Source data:

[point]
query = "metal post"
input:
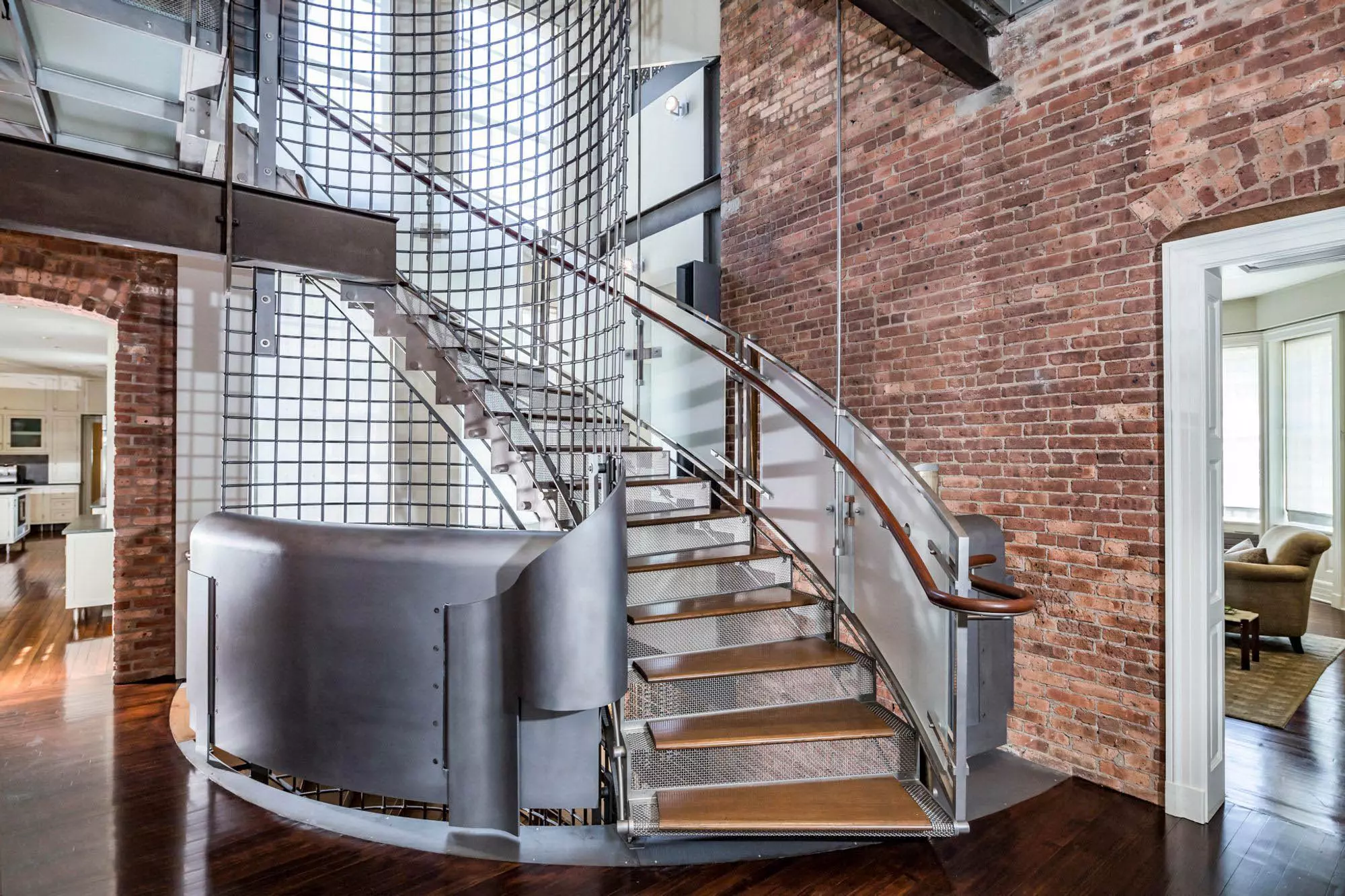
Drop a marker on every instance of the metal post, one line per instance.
(840, 517)
(268, 92)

What is expected ▸ Transcribe every line from the records above without alteration, and leave out the images.

Written solution ▸
[point]
query = "metal post"
input:
Drop a marker on every instance of the metal post, one line per instance.
(840, 517)
(268, 92)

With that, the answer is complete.